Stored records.
════

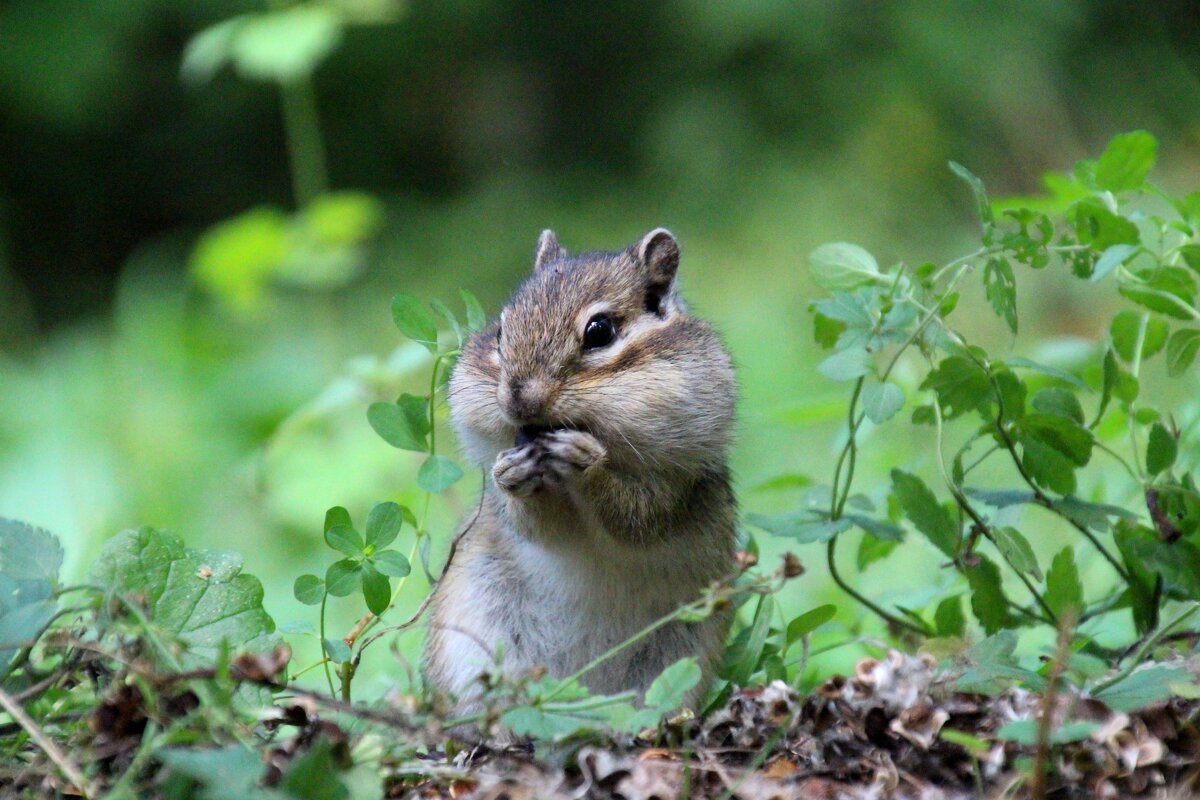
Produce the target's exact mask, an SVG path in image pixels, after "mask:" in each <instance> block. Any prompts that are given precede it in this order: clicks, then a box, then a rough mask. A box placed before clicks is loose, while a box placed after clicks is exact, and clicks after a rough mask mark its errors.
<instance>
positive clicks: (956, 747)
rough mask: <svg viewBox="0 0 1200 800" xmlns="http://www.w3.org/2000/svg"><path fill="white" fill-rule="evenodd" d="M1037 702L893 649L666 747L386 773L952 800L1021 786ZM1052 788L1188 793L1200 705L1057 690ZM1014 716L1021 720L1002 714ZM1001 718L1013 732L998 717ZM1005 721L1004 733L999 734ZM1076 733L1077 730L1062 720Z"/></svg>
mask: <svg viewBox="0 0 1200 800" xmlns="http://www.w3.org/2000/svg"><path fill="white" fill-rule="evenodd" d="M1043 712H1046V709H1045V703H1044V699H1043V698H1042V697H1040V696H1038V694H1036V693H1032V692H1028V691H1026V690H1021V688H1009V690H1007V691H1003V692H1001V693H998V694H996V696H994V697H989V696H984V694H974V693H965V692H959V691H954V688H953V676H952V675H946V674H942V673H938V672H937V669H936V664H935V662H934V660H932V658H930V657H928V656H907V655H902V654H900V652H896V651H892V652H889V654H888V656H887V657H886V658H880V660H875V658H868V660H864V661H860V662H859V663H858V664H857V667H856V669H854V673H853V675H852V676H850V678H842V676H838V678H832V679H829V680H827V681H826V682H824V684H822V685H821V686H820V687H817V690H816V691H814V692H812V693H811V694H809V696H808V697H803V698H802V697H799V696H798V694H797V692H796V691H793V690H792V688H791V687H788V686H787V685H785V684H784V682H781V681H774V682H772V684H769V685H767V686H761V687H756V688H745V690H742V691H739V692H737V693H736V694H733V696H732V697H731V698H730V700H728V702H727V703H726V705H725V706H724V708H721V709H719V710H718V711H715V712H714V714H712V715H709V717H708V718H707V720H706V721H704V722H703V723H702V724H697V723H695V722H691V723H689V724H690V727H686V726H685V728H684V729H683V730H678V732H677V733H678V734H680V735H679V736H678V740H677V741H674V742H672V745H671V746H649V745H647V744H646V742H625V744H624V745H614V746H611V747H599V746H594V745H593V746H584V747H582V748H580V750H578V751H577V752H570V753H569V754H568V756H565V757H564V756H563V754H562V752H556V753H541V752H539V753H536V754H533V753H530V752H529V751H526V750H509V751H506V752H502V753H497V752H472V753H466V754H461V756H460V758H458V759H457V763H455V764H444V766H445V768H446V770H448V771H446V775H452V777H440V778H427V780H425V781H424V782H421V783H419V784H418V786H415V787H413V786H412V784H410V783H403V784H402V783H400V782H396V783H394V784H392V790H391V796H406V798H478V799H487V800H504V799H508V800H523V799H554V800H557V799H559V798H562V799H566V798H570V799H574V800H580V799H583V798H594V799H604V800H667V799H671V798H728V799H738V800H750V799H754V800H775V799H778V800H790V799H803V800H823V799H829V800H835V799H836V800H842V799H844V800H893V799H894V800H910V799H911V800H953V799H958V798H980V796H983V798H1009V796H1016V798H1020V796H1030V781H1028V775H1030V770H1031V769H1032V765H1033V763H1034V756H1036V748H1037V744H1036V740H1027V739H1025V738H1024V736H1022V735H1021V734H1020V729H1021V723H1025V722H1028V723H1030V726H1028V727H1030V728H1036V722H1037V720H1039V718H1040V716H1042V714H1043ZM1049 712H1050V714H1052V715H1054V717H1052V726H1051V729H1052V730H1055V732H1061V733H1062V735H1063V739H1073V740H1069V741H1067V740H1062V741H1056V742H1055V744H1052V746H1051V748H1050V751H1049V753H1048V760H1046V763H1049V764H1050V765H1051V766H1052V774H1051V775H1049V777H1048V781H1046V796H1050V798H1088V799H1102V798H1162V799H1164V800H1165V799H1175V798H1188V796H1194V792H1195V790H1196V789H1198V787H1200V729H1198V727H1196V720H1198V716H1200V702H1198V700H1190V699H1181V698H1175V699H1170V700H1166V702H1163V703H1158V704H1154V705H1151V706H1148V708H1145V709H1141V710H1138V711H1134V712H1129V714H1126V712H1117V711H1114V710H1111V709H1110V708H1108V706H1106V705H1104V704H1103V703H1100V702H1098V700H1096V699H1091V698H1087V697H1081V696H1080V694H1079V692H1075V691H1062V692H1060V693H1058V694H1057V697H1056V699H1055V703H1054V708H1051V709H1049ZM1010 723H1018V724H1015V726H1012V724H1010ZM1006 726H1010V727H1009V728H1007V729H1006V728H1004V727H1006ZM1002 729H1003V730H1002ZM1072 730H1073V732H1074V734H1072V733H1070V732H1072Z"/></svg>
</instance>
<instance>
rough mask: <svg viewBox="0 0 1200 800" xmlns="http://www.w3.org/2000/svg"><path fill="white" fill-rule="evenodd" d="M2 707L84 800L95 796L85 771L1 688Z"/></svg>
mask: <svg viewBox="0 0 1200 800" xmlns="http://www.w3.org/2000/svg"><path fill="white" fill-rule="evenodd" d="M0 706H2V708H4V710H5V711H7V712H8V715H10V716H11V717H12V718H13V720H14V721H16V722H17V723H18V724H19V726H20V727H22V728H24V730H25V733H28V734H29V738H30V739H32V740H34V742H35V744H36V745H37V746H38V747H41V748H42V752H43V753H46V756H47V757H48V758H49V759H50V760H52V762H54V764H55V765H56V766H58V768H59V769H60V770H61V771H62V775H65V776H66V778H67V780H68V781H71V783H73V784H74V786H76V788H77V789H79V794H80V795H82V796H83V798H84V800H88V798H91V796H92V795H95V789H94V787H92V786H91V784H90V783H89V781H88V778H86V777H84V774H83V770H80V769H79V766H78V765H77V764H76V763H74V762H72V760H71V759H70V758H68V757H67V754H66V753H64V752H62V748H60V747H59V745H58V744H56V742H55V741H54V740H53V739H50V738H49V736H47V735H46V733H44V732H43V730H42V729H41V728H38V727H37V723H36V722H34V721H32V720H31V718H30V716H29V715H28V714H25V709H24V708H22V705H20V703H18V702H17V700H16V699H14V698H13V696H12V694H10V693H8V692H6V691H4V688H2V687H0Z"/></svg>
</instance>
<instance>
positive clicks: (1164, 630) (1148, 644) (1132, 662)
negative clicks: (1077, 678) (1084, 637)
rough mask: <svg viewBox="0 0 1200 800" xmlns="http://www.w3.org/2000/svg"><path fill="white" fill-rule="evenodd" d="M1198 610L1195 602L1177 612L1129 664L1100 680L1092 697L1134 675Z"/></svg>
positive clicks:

════

WHAT THIS TASK INVOLVES. Rewrite the data above with every "rough mask" changed to "coarse mask" and nothing else altered. Omit the pictures from your answer.

OUTPUT FOR THIS EXERCISE.
Produce the target's exact mask, an SVG path in image pixels, after "mask:" in each <instance> block. Any prompts that are given precede it in this order: clicks, then a box, then a coarse mask. A box placed before clicks is loose, while a box placed after clicks is exact, and clicks after a coarse mask mark its errors.
<instance>
positive clicks: (956, 747)
coarse mask: <svg viewBox="0 0 1200 800" xmlns="http://www.w3.org/2000/svg"><path fill="white" fill-rule="evenodd" d="M1037 702L893 649L666 747L386 773L952 800L1021 786ZM1052 788L1188 793L1200 705L1057 690ZM1014 716L1021 720L1002 714ZM1001 718L1013 732L998 717ZM1005 721L1004 733L999 734ZM1076 733L1077 730L1062 720Z"/></svg>
mask: <svg viewBox="0 0 1200 800" xmlns="http://www.w3.org/2000/svg"><path fill="white" fill-rule="evenodd" d="M1043 712H1046V709H1045V703H1044V699H1043V698H1042V697H1040V696H1038V694H1036V693H1032V692H1028V691H1026V690H1021V688H1009V690H1007V691H1003V692H1001V693H998V694H996V696H994V697H989V696H984V694H974V693H965V692H959V691H954V688H953V676H952V675H946V674H942V673H938V672H937V669H936V664H935V662H934V660H932V658H930V657H928V656H907V655H902V654H900V652H896V651H892V652H889V654H888V656H887V657H886V658H880V660H875V658H868V660H864V661H860V662H859V663H858V664H857V667H856V669H854V673H853V675H852V676H850V678H842V676H838V678H832V679H829V680H827V681H826V682H824V684H822V685H821V686H820V687H817V690H816V691H814V692H812V693H811V694H809V696H808V697H803V698H802V697H799V696H798V694H797V692H796V691H793V690H792V688H791V687H788V686H787V685H785V684H784V682H781V681H774V682H772V684H769V685H767V686H761V687H756V688H745V690H742V691H739V692H737V693H736V694H733V696H732V697H731V698H730V700H728V702H727V703H726V705H725V706H724V708H721V709H719V710H718V711H715V712H714V714H712V715H709V717H708V718H707V720H706V721H704V722H703V723H702V724H697V723H695V722H691V723H689V724H690V727H686V726H685V728H684V729H683V730H678V732H677V733H678V734H680V735H679V736H678V740H677V741H674V742H672V745H671V746H649V745H647V744H646V742H625V744H624V745H614V746H611V747H599V746H594V745H593V746H584V747H582V748H580V750H578V751H577V752H570V753H569V754H568V756H565V757H564V756H563V754H562V752H556V753H541V752H539V753H536V754H533V753H530V752H529V751H526V750H509V751H506V752H502V753H497V752H472V753H466V754H461V756H460V758H458V759H457V763H455V764H444V766H445V768H446V770H448V771H446V775H452V777H440V778H427V780H425V781H424V782H421V783H419V784H418V786H415V787H413V786H412V784H410V783H403V784H402V783H400V782H396V783H394V784H392V790H391V796H406V798H478V799H487V800H504V799H508V800H523V799H554V800H557V799H559V798H562V799H566V798H570V799H574V800H580V799H583V798H594V799H604V800H667V799H671V798H728V799H738V800H750V799H754V800H775V799H778V800H790V799H803V800H823V799H829V800H835V799H836V800H842V799H844V800H893V799H894V800H910V799H911V800H953V799H958V798H980V796H983V798H1009V796H1016V798H1020V796H1030V781H1028V775H1030V770H1031V769H1032V765H1033V763H1034V756H1036V748H1037V744H1036V740H1027V739H1025V738H1024V736H1022V735H1021V734H1020V729H1021V723H1025V722H1028V723H1030V726H1028V727H1030V728H1036V722H1037V720H1039V718H1040V716H1042V714H1043ZM1049 712H1050V714H1052V715H1054V717H1052V726H1051V729H1052V730H1055V732H1061V733H1062V735H1063V739H1073V740H1069V741H1067V740H1062V741H1056V742H1055V744H1052V746H1051V748H1050V751H1049V753H1048V760H1046V763H1049V764H1050V765H1051V766H1052V774H1051V775H1049V777H1048V781H1046V796H1050V798H1088V799H1102V798H1162V799H1164V800H1165V799H1175V798H1188V796H1194V792H1195V790H1196V789H1198V787H1200V729H1198V727H1196V720H1198V716H1200V702H1198V700H1190V699H1181V698H1175V699H1170V700H1166V702H1163V703H1158V704H1154V705H1151V706H1148V708H1145V709H1141V710H1138V711H1134V712H1129V714H1126V712H1117V711H1114V710H1111V709H1110V708H1108V706H1106V705H1104V704H1103V703H1100V702H1098V700H1096V699H1091V698H1087V697H1081V696H1080V694H1079V692H1075V691H1062V692H1060V693H1058V694H1057V697H1056V699H1055V703H1054V708H1051V709H1049ZM1010 723H1018V724H1015V726H1012V724H1010ZM1006 726H1010V727H1009V728H1007V729H1006V728H1004V727H1006ZM1002 729H1003V730H1002ZM1072 730H1073V732H1074V734H1072V733H1070V732H1072Z"/></svg>
</instance>
<instance>
coarse mask: <svg viewBox="0 0 1200 800" xmlns="http://www.w3.org/2000/svg"><path fill="white" fill-rule="evenodd" d="M2 707L84 800L95 796L85 771L1 688Z"/></svg>
mask: <svg viewBox="0 0 1200 800" xmlns="http://www.w3.org/2000/svg"><path fill="white" fill-rule="evenodd" d="M0 706H2V708H4V710H5V711H7V712H8V715H10V716H11V717H12V718H13V720H14V721H16V722H17V723H18V724H19V726H20V727H22V728H24V730H25V733H28V734H29V738H30V739H32V740H34V742H35V744H36V745H37V746H38V747H41V748H42V752H43V753H46V756H47V757H48V758H49V759H50V760H52V762H54V764H55V765H56V766H58V768H59V769H60V770H61V771H62V775H65V776H66V778H67V780H68V781H71V783H73V784H74V786H76V788H77V789H79V794H80V795H82V796H83V798H84V800H88V798H91V796H92V795H95V789H94V787H92V786H91V784H90V783H89V781H88V778H86V777H84V774H83V770H80V769H79V766H78V765H77V764H76V763H74V762H72V760H71V759H70V758H68V757H67V754H66V753H64V752H62V748H60V747H59V745H58V744H56V742H55V741H54V740H53V739H50V738H49V736H47V735H46V733H44V732H43V730H42V729H41V728H38V727H37V723H36V722H34V721H32V720H31V718H30V716H29V715H28V714H25V709H24V708H22V705H20V703H18V702H17V700H16V699H14V698H13V696H12V694H10V693H8V692H6V691H4V688H2V687H0Z"/></svg>
</instance>
<instance>
positive clicks: (1164, 630) (1148, 644) (1132, 662)
negative clicks: (1077, 678) (1084, 637)
coarse mask: <svg viewBox="0 0 1200 800" xmlns="http://www.w3.org/2000/svg"><path fill="white" fill-rule="evenodd" d="M1198 610L1195 602L1177 612L1129 664L1100 680L1092 697L1134 675Z"/></svg>
positive clicks:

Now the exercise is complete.